→ **Task instructions**
When copying the data, keep every line exactly the same.

[[ Excerpted data, beginning ]]

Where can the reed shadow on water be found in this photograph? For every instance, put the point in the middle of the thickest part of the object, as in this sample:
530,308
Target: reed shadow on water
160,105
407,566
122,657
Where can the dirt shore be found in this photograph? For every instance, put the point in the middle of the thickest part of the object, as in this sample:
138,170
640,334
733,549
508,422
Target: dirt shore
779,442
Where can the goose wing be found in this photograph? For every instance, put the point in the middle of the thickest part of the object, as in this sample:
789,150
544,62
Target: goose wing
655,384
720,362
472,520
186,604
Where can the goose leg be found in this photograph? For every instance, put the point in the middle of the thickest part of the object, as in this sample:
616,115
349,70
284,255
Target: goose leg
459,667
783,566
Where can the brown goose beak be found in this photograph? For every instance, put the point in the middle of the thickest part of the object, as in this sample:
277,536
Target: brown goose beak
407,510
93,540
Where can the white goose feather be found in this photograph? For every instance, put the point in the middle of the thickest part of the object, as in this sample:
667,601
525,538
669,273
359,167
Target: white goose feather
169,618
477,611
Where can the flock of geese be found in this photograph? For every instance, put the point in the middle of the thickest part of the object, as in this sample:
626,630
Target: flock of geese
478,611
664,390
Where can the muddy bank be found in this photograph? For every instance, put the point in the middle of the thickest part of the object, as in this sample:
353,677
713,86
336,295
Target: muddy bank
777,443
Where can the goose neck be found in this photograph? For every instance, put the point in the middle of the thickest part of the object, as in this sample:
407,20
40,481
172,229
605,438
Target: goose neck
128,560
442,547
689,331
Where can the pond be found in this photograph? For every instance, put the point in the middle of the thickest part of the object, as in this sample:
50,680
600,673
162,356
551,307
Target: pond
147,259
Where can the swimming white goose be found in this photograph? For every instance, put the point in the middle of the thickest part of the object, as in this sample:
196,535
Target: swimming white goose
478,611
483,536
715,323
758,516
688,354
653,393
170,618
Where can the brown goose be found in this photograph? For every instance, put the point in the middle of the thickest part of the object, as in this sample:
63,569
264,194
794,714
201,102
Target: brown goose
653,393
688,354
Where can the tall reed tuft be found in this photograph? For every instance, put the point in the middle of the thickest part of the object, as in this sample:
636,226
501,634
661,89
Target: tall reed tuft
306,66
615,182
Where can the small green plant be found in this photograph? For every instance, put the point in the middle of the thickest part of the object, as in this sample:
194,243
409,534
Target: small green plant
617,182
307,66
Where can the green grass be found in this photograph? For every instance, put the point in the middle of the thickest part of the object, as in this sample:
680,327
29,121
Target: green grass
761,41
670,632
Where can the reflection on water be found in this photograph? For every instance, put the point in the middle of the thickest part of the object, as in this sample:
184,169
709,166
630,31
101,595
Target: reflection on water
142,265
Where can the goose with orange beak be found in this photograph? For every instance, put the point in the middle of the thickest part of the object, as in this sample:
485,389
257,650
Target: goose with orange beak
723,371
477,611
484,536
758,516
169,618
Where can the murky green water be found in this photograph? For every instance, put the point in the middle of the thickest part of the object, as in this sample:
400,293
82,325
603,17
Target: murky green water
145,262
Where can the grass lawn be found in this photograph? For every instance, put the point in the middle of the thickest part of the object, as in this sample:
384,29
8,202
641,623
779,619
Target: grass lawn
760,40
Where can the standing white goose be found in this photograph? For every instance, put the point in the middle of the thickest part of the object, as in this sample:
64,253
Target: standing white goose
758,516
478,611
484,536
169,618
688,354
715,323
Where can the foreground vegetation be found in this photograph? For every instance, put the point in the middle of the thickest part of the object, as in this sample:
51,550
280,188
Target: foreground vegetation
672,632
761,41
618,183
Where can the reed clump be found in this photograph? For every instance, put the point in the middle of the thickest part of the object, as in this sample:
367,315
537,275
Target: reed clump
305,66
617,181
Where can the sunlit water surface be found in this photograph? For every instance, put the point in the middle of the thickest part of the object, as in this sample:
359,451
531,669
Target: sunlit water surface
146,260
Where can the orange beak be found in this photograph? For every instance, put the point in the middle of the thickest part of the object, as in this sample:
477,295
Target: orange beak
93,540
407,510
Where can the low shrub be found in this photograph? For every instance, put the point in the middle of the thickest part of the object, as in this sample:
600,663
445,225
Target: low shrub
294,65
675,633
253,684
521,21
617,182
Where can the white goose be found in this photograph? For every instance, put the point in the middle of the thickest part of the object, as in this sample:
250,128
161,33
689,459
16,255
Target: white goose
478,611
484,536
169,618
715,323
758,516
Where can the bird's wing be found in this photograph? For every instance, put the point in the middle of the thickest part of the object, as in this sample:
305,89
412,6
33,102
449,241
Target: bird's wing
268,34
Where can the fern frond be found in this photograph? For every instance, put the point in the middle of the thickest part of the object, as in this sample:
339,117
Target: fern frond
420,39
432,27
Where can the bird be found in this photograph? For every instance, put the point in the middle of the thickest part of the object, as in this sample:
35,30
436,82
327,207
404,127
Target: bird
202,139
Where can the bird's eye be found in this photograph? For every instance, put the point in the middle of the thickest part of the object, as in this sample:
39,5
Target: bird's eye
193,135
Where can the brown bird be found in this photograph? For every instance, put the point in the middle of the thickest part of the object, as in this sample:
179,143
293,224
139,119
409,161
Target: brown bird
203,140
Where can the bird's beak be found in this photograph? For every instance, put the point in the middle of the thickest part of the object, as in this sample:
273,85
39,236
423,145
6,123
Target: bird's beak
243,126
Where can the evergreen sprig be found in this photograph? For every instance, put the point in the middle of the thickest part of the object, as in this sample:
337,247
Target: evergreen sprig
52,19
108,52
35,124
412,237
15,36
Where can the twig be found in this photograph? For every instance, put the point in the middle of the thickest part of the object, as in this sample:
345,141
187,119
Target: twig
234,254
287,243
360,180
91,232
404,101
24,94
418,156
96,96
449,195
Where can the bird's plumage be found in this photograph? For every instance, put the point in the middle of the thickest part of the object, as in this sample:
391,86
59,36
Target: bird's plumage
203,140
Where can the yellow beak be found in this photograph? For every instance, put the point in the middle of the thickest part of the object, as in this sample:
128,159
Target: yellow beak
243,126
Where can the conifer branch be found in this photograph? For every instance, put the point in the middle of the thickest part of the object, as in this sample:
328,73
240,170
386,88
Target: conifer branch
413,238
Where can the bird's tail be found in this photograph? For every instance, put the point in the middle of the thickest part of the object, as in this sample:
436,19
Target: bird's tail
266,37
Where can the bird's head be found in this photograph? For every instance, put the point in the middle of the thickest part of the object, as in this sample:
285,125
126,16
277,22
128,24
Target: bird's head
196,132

[[ Excerpted data, end ]]

→ **Solution to this task**
Where can the reed shadow on water be found in this photograph? For every instance, put the point in the middle of the thickest part of the object, as in this sample:
530,308
Target: reed shadow on water
160,105
407,566
122,657
Where can the dirt shore be found in this photograph? For every instance, put the point in the middle of the thickest part of the object, as in this sample:
138,170
640,334
733,549
508,422
Target: dirt shore
779,442
Where can the goose wing be found in this photograph? For every instance, put the point in the middle of the thickest part of the object, as in this sample:
789,150
544,62
Target: goose wing
655,384
720,362
472,520
186,604
Where can the goose leg be found in this photograph? For every instance, put the point in the middle of the thickest part of the object, as in this sample:
616,115
349,70
284,255
Target: goose leg
459,667
783,566
Where can the brown goose beak be found in this photograph? For every instance, put the point in the middle of the thickest part of the object, as in this sample:
277,536
Target: brown goose beak
407,510
93,540
Where can the white goose feather be found in this photograph? For every instance, put the point in the middle of the thickest part of the object, as in this sample:
667,601
525,538
669,273
359,167
Target: white goose feather
169,618
477,611
Where can the flock of geese be found in this photograph? For every instance, put the point in the middle of the thickest part of the object, as in this sample:
626,630
Target: flock of geese
478,611
664,390
Where can the muddy bank be found in this photograph? For every instance, put the point in the middle of the thickest part of the object, as in this sample:
353,677
713,86
336,295
Target: muddy bank
777,443
Where can the goose neck be found in this photograph? For every instance, put the point in the middle of the thickest part of the object, as in this sample:
407,20
40,481
172,229
605,438
Target: goose neck
128,560
442,547
689,331
Where can the pond be found in this photograph? For every instance, put the point in the middle of the thickest part of the object, as in this sample:
50,680
600,673
162,356
551,307
Target: pond
147,259
Where can the swimming white goose be found in this photograph? For every instance, put the point in the middle of the thickest part of the object, as in this sample:
196,535
Target: swimming white goose
478,611
483,536
715,323
758,516
688,354
653,393
170,618
Where can the brown goose be found in this photograph? For every instance, put the point in the middle of the thickest part of the object, as in this sample:
63,569
264,194
794,714
201,102
Target: brown goose
653,393
688,354
Where can the tall reed tuft be found in this photograph? For every instance, put the point in the middle of the thickest part of the object, as in this sample:
636,226
501,634
661,89
Target: tall reed tuft
306,66
615,182
Where can the small green plant be found in this photograph? For every instance, put the point in the middle of the thickest part of the object, as in this sample:
194,243
409,534
Target: small green plant
617,182
307,66
Where can the green grass be found in this photograph? For every instance, put the point in the middle of the thickest part of the object, as in this sample:
680,327
29,121
Target: green grass
761,41
670,632
Where can the reflection on water be found in this photograph? For every instance, put the point in the middle of the thickest part of the object, as in this sample:
184,169
709,166
630,31
101,595
Target: reflection on water
142,265
Where can the goose with orange beak be found in this photograph? For every instance, put the point in the middle of the thickest part of the object, as in this sample:
485,389
257,650
Target: goose with orange beak
723,371
477,611
484,536
758,516
169,618
Where can the murky green water be found in this photograph? For every instance, put the point in the middle of the thickest part of the object, as in this sample:
400,293
82,325
603,17
Target: murky green water
145,262
Where can the grass lawn be found in this photograph? For every instance, put the point in the middle of the thickest part of the object, as in this sample:
384,29
8,202
641,623
779,619
Target: grass lawn
760,40
Where can the standing white goose be found in this photograph? For every instance, put the point in the middle of the thickest part of the object, as in this sample:
64,253
Target: standing white goose
758,516
478,611
484,536
169,618
688,354
715,323
Where can the foreground vegetation be found in this photograph? For every instance, put the point in the middle of the thickest part of the object, as in this sample:
51,550
280,188
Target: foreground vegetation
672,632
761,41
618,183
Where can the reed clump be found in this photograph? For every instance, put the point in the middle of the thickest part of the object, as in this sample:
367,315
537,275
Target: reed clump
305,66
617,181
Where can the sunlit water surface be found in this photograph? For every instance, put the point in the middle of the thickest part of the object, as in this sample:
359,451
531,669
Target: sunlit water surface
146,260
Where can the orange beak be found in this photograph? For every instance, put the point in the middle of the thickest part of the object, as in this sample:
477,295
Target: orange beak
93,540
407,510
Where can the low shrub be found in this photograph? For every instance, put the point in the middle of the thickest part of the object, as in this sample:
600,663
445,225
Target: low shrub
294,65
675,633
253,684
521,21
617,182
Where can the white goose be found in this photograph? For every instance, put the point in the middle of the thickest part of the object, as in this sample:
250,128
161,33
689,459
16,255
Target: white goose
478,611
484,536
169,618
715,323
758,516
Where can the bird's wing be found in this photograph? For every instance, put the point in the middle of the thickest part of the object, as in this sample:
305,89
412,6
33,102
449,241
Target: bird's wing
268,34
Where can the fern frond be found in this photograph? For every instance, put the point in the middle of the thickest part of the object, as in this sample:
339,117
Target: fern frond
420,39
432,27
Where can the bird be found in this photograph? For every instance, put the point in the middle of the thickest part of the object, as in this sample:
35,30
436,82
327,207
404,127
Target: bird
202,139
Where can the bird's eye be found in this photograph? For every instance, put the point in the middle of the thickest part of the object, as in this sample:
39,5
Target: bird's eye
193,135
Where can the brown bird be found in this photograph? For every instance, put the point in the middle of the thickest part of the object, as in this sample:
179,143
293,224
139,119
409,161
Target: brown bird
203,140
Where can the bird's beak be found in this photograph? For every instance, put the point in the middle of the thickest part of the object, as in this sample:
273,85
39,236
423,145
6,123
Target: bird's beak
243,126
Where can the evergreen sprig be found in this photograph? For every instance, put the point in the middle of the thickest part of the object, as in this sample:
337,247
Target: evergreen sprig
52,19
108,52
35,124
412,237
15,36
Where can the twig be found in this photograph? For every instance, put the point in the middle of the thickest part of the object, as in this sample:
345,141
187,119
Target: twig
234,254
287,243
360,180
91,232
404,101
24,94
418,156
96,96
449,195
Where can the bird's plumage be found in this photograph? For every instance, put the point in the middle of the thickest part of the object, as in this sample:
391,86
59,36
Target: bird's plumage
203,140
Where can the yellow beak be found in this photograph? For every instance, put the point in the middle of the thickest part of the object, as in this sample:
128,159
Target: yellow beak
243,126
Where can the conifer branch be found in this photograph? For every instance, put the point in the middle of the thickest part of the object, as in this sample:
328,73
240,170
386,88
Target: conifer branch
413,238
Where can the bird's tail be found in this photograph? For every instance, put the point in the middle of the thickest part of the object, as in this sample:
436,19
Target: bird's tail
266,37
Where can the bird's head be found in this photograph? For every instance, put the point in the middle of the thickest part of the object, as in this sample:
285,125
126,16
277,22
128,24
Target: bird's head
196,132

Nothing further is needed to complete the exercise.